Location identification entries
________

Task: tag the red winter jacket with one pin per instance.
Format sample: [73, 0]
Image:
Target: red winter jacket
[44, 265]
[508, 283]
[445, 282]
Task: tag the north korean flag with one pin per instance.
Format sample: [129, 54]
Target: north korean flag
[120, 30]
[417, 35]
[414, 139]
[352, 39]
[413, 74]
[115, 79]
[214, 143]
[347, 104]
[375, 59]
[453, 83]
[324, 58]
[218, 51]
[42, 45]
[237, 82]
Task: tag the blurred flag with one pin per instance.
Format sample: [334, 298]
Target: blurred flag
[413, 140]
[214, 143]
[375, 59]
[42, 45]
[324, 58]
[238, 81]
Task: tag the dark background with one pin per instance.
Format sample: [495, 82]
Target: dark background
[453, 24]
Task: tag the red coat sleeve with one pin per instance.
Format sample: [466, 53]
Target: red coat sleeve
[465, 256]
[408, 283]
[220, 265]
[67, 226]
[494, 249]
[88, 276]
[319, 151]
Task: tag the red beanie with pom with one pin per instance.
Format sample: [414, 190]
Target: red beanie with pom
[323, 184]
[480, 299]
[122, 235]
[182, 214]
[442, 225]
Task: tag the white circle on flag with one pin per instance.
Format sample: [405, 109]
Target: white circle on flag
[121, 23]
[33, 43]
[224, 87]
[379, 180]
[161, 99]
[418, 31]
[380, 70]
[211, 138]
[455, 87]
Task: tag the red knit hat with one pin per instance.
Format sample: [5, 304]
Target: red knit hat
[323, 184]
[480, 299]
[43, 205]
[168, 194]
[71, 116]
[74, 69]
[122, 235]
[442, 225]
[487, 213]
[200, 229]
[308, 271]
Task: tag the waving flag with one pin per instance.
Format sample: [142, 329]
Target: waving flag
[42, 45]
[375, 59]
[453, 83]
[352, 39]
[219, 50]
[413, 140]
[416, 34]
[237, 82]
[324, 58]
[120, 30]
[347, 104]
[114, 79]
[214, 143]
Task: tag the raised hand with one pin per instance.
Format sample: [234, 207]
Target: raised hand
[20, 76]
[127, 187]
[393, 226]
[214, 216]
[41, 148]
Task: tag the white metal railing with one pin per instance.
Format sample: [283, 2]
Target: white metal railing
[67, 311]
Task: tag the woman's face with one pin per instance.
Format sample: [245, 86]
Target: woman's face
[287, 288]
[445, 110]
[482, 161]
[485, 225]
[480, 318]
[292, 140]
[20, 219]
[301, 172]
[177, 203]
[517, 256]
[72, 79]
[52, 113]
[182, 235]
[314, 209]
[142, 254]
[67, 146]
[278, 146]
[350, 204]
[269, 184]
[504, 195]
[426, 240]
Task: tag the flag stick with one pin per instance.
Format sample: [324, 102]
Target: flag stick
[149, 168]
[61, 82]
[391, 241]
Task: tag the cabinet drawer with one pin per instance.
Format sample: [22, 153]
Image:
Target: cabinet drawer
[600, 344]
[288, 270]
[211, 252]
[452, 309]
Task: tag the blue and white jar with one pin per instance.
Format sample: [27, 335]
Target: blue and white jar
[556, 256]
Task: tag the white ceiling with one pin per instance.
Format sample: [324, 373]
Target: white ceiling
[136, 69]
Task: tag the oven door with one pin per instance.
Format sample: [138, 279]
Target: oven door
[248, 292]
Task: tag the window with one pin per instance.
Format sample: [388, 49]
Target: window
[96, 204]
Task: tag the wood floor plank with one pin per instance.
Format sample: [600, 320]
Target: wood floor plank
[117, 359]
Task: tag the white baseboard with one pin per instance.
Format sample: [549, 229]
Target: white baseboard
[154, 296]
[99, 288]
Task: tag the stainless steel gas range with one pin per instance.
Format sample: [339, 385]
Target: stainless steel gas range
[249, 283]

________

Rewrite all the rows above, changing every "one pin per instance" to "a single point for each instance" and leaving everything else as it is.

Solution to this exercise ▸
Task: tag the red winter jacket with a single point for each instance.
Format sample: [73, 0]
Image:
Target: red winter jacket
[44, 265]
[508, 283]
[445, 282]
Task: tag the north korean flag with a single point for each instance.
Format sample: [129, 54]
Target: north korean flag
[120, 30]
[417, 35]
[414, 139]
[352, 39]
[413, 74]
[115, 79]
[214, 143]
[347, 104]
[375, 59]
[453, 83]
[324, 58]
[218, 51]
[42, 45]
[237, 82]
Task: tag the blurred flag with a single point for each instance.
Format sample: [334, 298]
Target: blurred flag
[413, 140]
[214, 143]
[375, 59]
[42, 45]
[324, 58]
[238, 81]
Task: tag the dark background with a single point for each instance.
Format sample: [495, 82]
Target: dark background
[453, 24]
Task: tag the red coat sleeve with a single point for each instance.
Format sample: [466, 53]
Target: red coat sleeve
[465, 256]
[408, 283]
[220, 265]
[67, 226]
[494, 249]
[88, 276]
[319, 151]
Task: tag the red beanie with pom with a single point for each instance.
Format sample: [414, 190]
Target: red beanie with pom
[323, 184]
[480, 299]
[122, 235]
[182, 214]
[442, 225]
Task: tag the white circle on flag with a single point for each instance.
Format sample: [405, 109]
Target: white circle on flag
[121, 23]
[33, 43]
[224, 87]
[379, 180]
[161, 99]
[418, 31]
[380, 70]
[211, 138]
[455, 87]
Task: tag the red knit hat with a single point for each instance.
Format sample: [5, 304]
Target: red knit hat
[323, 184]
[480, 299]
[43, 205]
[168, 194]
[71, 116]
[74, 69]
[122, 235]
[442, 225]
[487, 213]
[200, 229]
[308, 271]
Task: tag the waving flag with a single point for each instance.
Format sample: [142, 329]
Target: waving flag
[42, 45]
[375, 59]
[453, 83]
[352, 39]
[219, 50]
[413, 140]
[416, 34]
[237, 82]
[324, 58]
[120, 30]
[347, 104]
[114, 79]
[214, 143]
Task: tag the raised hand with a single point for each instance.
Format sample: [234, 207]
Target: raised hand
[20, 76]
[127, 187]
[393, 226]
[214, 216]
[41, 148]
Task: tag the white metal railing with a single point for each instance.
Format sample: [283, 2]
Target: white metal railing
[67, 311]
Task: tag the woman's face with a single point for each instance.
Format sample: [245, 86]
Target: woman's face
[287, 288]
[445, 110]
[482, 161]
[485, 225]
[480, 318]
[292, 140]
[20, 219]
[301, 172]
[177, 203]
[517, 256]
[72, 79]
[52, 113]
[182, 235]
[314, 209]
[142, 254]
[67, 146]
[278, 146]
[350, 204]
[269, 184]
[504, 195]
[426, 240]
Task: tag the flag stick with a single point for each instance.
Format sample: [324, 102]
Target: flag stick
[149, 168]
[61, 82]
[391, 241]
Task: tag the cabinet drawer with a single point for each instance.
Format sample: [22, 153]
Image:
Target: cabinet drawer
[600, 344]
[288, 270]
[211, 252]
[452, 309]
Task: tag the blue and white jar with a single point for each instance.
Format sample: [27, 335]
Target: blue and white jar
[556, 256]
Task: tag the white ceiling with a single point for each instance.
Format sample: [324, 373]
Target: white ceiling
[136, 69]
Task: tag the oven door with a single point for each instance.
Format sample: [138, 279]
Target: oven door
[248, 292]
Task: tag the window with a single point for each instance.
Format sample: [388, 49]
Target: window
[96, 204]
Task: tag the wood floor plank with a single point for each instance.
Format sample: [600, 320]
Target: wood floor plank
[117, 359]
Task: tag the white baseboard with a single point for each instance.
Format sample: [549, 229]
Target: white baseboard
[154, 296]
[99, 288]
Task: tag the stainless steel gas range with a single point for each instance.
Format sample: [339, 385]
Target: stainless steel gas range
[249, 283]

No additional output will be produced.